-- Passage to read follows --
Xealth's customers are health system providers, especially those "who would like to empower their doctors to be able to effectively add digital tools to their mix of options to be able to change patient behavior."

For example, a provider might have a dozen different digital vendors that are managed individually, including one for remote patient monitoring, two or three for patient education materials, a few on-line weight management tools and a cognitive behavioral therapy program, among others. What Xealth does is centralize the integration of these into a single platform, with one integration into the health system.

There are six health systems actively using Xealth right now, including The Froedtert and the Medical College of Wisconsin, where the company integrated several solutions including Proteus.

"Proteus Digital Medicines include FDA-approved sensors, providing feedback on medication ingestion and medical adherence for patients with diabetes, hypertension, or Hepatitis C. This feedback can then be monitored by care teams on the Xealth platform," McSherry explained. 

The company measures ROI for its health systems in terms of cost reduction and outcome improvements. Cost reduction can come from reducing clinician workload, for example, while cost savings can come from reduced implementation time.

"For patient education, we have seen up to 82 percent engagement with education solutions, which is monitored and measurable, linking to patient education measures for a variety of standards," McSherry explained.
-- Passage to read concluded --
§ **Parts of the exercise**
A – According to the passage about Xealth, how many health systems are actively using Xealth right now?
B – Decide whether each statement agrees with the passage about Xealth. Answer yes or no, and quote the words that decide it.
(i) Proteus Digital Medicines include FDA-approved sensors.
(ii) Xealth measures ROI for its health systems only in terms of cost reduction.
(iii) Engagement with patient education solutions has reached up to 82 percent.
C – From the passage about Xealth, write out the text between "Xealth's customers are health" and "the health system.", inclusive.
-- Extracted data follows --
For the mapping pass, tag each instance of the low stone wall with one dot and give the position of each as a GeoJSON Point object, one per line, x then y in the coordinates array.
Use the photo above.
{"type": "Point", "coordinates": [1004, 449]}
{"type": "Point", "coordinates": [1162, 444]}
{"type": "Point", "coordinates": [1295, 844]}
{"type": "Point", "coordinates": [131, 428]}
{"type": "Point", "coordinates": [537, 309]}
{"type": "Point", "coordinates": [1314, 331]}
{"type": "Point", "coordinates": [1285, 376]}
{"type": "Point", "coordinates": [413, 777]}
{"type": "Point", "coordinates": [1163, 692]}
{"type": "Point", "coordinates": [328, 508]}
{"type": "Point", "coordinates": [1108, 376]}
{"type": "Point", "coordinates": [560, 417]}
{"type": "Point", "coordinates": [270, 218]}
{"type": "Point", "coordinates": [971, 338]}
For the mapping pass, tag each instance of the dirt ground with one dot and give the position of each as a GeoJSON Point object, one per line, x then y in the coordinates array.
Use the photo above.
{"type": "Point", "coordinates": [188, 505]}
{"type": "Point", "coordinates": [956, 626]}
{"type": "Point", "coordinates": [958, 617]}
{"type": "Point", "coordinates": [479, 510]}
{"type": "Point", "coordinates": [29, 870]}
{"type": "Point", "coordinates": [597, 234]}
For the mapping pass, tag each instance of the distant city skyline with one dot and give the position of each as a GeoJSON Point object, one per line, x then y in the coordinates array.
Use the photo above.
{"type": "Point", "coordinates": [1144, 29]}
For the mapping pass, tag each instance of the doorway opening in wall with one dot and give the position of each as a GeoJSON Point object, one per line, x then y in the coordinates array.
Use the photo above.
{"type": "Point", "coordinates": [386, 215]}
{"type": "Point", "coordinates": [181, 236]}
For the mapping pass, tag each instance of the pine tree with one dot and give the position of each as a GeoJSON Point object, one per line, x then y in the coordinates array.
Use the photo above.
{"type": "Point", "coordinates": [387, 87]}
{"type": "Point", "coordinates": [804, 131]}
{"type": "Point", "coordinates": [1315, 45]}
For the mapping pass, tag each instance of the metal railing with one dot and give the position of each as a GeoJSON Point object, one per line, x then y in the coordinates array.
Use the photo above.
-- Extracted data concluded --
§ **Solved problems**
A – Six health systems.

B –
(i) Yes: "Proteus Digital Medicines include FDA-approved sensors"
(ii) No: "in terms of cost reduction and outcome improvements"
(iii) Yes: "we have seen up to 82 percent engagement with education solutions"

C –
Xealth's customers are health system providers, especially those "who would like to empower their doctors to be able to effectively add digital tools to their mix of options to be able to change patient behavior."

For example, a provider might have a dozen different digital vendors that are managed individually, including one for remote patient monitoring, two or three for patient education materials, a few on-line weight management tools and a cognitive behavioral therapy program, among others. What Xealth does is centralize the integration of these into a single platform, with one integration into the health system.